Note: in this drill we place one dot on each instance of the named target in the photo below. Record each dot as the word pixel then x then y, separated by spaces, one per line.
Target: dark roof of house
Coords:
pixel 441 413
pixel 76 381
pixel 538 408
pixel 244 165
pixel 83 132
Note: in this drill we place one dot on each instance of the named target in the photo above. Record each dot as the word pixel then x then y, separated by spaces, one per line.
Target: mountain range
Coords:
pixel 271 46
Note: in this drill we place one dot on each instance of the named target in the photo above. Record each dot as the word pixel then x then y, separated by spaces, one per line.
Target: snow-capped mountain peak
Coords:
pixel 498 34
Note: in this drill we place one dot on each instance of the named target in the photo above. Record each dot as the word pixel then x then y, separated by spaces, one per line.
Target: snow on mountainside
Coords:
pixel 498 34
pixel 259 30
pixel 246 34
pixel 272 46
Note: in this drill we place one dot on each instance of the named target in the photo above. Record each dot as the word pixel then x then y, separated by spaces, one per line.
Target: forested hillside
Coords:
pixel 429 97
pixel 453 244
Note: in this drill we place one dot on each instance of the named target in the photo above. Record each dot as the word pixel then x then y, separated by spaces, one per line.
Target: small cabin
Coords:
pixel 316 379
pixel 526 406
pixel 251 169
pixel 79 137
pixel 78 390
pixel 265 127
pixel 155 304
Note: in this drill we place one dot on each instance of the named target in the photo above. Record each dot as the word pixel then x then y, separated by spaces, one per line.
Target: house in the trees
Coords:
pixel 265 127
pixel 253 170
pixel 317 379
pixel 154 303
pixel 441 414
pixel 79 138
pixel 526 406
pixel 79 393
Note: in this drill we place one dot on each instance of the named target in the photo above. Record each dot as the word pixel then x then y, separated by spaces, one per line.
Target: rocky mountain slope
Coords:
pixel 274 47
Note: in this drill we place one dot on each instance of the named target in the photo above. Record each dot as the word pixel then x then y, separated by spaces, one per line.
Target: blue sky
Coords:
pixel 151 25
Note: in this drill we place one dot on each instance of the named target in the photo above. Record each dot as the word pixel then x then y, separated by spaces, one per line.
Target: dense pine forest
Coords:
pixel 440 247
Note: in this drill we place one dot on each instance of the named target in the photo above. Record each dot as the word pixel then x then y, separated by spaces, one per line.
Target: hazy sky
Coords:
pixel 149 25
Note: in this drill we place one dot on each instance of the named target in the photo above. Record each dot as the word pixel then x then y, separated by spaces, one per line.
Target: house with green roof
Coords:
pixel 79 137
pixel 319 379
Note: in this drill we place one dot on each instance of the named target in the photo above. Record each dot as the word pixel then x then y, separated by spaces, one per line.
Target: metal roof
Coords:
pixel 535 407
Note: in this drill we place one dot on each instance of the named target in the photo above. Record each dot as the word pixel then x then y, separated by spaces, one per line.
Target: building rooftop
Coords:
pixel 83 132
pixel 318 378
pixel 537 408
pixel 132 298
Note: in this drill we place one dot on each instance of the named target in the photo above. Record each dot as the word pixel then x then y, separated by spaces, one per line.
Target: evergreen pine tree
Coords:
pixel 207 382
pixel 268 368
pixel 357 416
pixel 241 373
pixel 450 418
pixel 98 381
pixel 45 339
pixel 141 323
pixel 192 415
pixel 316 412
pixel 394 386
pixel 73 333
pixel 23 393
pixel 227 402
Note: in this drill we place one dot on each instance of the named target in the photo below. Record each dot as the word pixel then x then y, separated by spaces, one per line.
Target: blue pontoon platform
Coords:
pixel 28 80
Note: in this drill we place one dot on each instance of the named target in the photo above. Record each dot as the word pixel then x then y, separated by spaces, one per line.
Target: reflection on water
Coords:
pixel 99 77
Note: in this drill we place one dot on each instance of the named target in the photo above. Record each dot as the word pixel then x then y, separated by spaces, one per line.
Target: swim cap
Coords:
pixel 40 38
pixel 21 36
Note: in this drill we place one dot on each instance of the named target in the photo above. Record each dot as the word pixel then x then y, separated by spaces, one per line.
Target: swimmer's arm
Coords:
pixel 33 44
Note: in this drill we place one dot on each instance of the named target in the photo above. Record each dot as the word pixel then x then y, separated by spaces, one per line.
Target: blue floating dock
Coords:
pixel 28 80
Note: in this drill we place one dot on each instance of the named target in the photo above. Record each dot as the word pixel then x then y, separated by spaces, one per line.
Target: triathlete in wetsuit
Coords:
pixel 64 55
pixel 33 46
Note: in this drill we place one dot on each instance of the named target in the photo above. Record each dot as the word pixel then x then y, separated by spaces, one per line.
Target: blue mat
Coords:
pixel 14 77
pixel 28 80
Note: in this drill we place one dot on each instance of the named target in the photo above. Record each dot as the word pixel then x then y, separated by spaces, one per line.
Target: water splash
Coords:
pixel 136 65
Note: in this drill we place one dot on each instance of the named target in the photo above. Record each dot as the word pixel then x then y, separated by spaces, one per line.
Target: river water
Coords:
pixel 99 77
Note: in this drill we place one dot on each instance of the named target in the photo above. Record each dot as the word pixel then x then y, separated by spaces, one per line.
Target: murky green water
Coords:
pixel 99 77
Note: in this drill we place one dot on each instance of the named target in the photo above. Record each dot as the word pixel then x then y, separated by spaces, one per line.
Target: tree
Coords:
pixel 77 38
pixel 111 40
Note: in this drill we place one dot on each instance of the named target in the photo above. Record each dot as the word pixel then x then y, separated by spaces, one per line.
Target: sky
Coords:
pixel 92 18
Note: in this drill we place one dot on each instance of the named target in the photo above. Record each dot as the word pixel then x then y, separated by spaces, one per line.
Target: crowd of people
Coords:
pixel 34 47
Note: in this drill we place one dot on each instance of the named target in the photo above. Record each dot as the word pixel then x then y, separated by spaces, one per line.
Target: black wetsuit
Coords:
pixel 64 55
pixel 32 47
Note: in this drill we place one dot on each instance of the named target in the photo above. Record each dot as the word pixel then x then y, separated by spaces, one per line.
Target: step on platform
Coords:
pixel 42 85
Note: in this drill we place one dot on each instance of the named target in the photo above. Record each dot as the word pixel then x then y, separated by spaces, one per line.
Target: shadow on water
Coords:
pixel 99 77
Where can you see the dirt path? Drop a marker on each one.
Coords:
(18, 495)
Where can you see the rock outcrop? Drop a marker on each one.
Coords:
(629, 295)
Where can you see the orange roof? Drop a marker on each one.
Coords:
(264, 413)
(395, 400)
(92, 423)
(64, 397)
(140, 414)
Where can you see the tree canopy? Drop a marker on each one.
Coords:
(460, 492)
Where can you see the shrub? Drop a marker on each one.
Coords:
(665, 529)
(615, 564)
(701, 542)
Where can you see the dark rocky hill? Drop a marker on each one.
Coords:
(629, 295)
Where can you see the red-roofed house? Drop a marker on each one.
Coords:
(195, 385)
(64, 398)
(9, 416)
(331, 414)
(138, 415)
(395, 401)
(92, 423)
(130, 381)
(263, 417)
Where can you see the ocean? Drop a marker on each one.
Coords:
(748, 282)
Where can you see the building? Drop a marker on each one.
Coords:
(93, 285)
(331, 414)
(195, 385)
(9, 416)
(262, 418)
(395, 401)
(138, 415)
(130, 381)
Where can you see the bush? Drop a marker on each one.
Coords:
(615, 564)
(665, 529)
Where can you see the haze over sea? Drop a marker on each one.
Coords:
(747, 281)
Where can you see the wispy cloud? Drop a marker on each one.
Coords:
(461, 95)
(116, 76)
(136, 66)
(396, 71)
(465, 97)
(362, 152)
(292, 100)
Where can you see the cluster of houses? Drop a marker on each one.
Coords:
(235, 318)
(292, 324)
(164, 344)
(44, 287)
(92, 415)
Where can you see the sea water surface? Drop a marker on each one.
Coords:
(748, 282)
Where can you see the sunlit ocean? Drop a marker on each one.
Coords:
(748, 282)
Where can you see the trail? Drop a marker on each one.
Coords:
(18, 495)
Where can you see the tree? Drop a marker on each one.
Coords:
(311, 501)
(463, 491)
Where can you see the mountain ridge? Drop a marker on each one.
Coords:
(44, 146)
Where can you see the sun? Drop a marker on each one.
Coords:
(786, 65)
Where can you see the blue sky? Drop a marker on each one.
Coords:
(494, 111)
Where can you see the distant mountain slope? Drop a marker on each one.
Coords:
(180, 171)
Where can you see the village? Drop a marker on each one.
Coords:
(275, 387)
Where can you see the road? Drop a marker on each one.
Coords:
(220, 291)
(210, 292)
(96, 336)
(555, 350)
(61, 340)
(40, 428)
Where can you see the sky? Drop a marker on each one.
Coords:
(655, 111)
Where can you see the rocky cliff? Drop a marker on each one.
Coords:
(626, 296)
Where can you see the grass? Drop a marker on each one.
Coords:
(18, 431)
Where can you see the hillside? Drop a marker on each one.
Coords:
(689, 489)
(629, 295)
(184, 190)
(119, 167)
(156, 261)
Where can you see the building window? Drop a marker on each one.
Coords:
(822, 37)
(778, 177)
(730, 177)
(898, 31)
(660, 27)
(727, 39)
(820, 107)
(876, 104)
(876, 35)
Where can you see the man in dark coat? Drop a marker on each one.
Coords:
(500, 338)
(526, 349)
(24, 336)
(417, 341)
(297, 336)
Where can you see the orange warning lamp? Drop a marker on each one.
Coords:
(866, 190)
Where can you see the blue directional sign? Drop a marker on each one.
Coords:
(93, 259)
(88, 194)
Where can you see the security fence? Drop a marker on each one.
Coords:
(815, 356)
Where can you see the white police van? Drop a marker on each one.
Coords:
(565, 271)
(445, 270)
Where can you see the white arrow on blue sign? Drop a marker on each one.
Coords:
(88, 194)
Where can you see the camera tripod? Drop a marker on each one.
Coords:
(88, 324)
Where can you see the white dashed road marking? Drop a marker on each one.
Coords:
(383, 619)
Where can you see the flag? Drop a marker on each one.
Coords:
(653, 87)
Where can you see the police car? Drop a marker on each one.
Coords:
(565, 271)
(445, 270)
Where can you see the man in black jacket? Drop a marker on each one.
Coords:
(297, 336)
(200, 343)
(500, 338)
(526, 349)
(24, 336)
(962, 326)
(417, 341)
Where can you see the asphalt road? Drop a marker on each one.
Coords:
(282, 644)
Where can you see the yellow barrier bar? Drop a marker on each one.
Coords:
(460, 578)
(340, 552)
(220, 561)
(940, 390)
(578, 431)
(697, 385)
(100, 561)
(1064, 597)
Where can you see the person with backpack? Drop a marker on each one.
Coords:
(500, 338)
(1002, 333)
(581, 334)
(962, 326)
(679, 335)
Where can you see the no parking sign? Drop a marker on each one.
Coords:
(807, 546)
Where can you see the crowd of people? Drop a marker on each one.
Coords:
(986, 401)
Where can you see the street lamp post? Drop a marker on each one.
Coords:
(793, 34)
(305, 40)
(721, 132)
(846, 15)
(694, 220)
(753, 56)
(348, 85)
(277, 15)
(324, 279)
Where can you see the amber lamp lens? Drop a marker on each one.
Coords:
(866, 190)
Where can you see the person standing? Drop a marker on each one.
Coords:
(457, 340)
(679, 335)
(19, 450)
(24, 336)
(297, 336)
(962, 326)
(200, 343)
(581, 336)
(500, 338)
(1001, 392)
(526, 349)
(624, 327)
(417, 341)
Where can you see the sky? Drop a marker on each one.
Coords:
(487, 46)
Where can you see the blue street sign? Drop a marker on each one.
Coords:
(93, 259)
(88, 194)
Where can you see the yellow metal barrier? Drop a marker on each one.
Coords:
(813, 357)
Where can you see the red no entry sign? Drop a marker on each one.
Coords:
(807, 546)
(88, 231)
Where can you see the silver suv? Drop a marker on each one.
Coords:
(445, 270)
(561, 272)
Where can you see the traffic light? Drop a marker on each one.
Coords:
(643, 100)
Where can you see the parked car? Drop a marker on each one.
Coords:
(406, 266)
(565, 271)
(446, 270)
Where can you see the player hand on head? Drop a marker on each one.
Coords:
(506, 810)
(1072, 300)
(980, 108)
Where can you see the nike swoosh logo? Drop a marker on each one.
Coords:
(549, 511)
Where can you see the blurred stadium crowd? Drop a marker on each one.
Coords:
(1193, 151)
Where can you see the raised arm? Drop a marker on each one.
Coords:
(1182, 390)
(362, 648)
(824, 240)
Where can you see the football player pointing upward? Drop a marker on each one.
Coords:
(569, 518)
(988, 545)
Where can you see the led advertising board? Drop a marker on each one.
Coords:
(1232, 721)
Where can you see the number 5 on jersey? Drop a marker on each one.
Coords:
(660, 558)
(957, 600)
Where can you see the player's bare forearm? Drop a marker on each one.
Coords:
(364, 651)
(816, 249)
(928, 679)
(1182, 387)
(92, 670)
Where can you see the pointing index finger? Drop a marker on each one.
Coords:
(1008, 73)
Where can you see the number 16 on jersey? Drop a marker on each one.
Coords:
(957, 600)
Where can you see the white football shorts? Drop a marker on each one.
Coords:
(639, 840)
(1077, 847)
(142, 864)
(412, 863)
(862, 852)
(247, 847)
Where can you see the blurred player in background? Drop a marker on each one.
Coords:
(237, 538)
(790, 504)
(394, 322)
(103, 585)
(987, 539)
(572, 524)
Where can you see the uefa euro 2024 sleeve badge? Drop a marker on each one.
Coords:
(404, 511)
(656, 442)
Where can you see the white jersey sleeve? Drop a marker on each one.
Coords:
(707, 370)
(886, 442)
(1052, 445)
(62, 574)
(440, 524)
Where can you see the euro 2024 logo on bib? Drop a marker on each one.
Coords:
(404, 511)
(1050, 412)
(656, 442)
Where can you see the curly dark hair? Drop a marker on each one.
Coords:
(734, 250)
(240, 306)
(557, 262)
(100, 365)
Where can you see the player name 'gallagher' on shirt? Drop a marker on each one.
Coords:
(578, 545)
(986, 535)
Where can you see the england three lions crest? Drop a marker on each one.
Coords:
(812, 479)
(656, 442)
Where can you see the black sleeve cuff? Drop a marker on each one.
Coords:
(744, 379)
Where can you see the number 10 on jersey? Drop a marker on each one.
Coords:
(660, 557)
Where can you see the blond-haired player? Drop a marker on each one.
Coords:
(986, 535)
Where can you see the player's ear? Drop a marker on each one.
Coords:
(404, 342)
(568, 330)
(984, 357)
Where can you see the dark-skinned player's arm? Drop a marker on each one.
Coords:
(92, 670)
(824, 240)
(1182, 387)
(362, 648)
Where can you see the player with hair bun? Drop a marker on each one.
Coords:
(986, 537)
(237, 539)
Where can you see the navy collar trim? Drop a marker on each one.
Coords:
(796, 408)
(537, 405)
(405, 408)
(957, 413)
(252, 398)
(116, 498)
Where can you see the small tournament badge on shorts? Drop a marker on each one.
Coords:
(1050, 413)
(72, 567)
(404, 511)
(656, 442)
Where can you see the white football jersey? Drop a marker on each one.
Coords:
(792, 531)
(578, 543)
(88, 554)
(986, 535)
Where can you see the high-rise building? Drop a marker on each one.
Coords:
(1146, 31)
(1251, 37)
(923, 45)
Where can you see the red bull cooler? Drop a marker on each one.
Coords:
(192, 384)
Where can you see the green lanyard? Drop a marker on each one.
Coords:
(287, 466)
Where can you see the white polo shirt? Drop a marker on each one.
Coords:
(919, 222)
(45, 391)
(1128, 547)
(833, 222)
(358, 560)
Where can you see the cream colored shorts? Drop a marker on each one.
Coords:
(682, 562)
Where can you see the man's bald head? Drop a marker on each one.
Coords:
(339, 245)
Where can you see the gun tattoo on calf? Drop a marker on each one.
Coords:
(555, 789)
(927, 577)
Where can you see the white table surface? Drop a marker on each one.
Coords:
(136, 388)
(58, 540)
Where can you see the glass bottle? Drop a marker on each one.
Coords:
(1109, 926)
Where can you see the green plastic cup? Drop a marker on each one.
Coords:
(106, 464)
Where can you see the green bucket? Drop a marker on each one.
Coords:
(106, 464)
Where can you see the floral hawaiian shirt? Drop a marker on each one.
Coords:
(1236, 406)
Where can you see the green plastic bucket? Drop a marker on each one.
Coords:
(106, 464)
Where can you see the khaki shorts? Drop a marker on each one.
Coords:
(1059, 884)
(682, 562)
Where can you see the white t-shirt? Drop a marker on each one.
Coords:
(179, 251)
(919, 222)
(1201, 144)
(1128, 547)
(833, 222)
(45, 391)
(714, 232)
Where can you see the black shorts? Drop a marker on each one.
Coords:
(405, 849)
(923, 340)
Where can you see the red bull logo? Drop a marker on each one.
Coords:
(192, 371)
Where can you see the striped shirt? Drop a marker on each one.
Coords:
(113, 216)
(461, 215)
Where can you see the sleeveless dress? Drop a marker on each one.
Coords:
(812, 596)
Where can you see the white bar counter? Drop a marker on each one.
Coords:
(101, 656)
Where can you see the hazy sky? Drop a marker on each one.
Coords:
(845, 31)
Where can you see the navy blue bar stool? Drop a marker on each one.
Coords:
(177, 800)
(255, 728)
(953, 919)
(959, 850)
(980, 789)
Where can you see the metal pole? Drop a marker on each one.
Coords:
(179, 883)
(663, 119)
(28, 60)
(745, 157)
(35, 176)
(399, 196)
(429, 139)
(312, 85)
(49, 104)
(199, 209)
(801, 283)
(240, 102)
· · ·
TASK: Extract the closing run of lines, starting with the one containing "Where can you see the white t-shirt?" and ending at the last, exactly as written.

FULL RESPONSE:
Where can you see the white t-shirt? Drop a marker on each one.
Coords:
(179, 251)
(919, 222)
(1201, 144)
(1128, 547)
(833, 222)
(45, 391)
(714, 232)
Where can you see the black shorts? Drop a marker on each one.
Coords:
(405, 849)
(923, 340)
Where can you see the red bull logo? Drop a marker on each one.
Coords:
(192, 371)
Where can you see the striped shirt? Drop a marker on each one.
Coords:
(113, 216)
(461, 215)
Where can you see the sleeveless dress? Drop a marker on each one.
Coords:
(812, 596)
Where can you see the white bar counter? Drop a marker on each one.
Coords:
(101, 656)
Where can you see the hazy sky? Drop a marker on each one.
Coords:
(845, 31)
Where can you see the navy blue bar stool? Drop a marker on each one.
Coords:
(177, 800)
(255, 728)
(953, 919)
(959, 850)
(980, 789)
Where can you see the metal pole? Drop a marker on each one.
Coords:
(179, 883)
(663, 119)
(28, 60)
(745, 157)
(35, 176)
(399, 196)
(429, 139)
(312, 85)
(49, 104)
(199, 209)
(801, 283)
(240, 102)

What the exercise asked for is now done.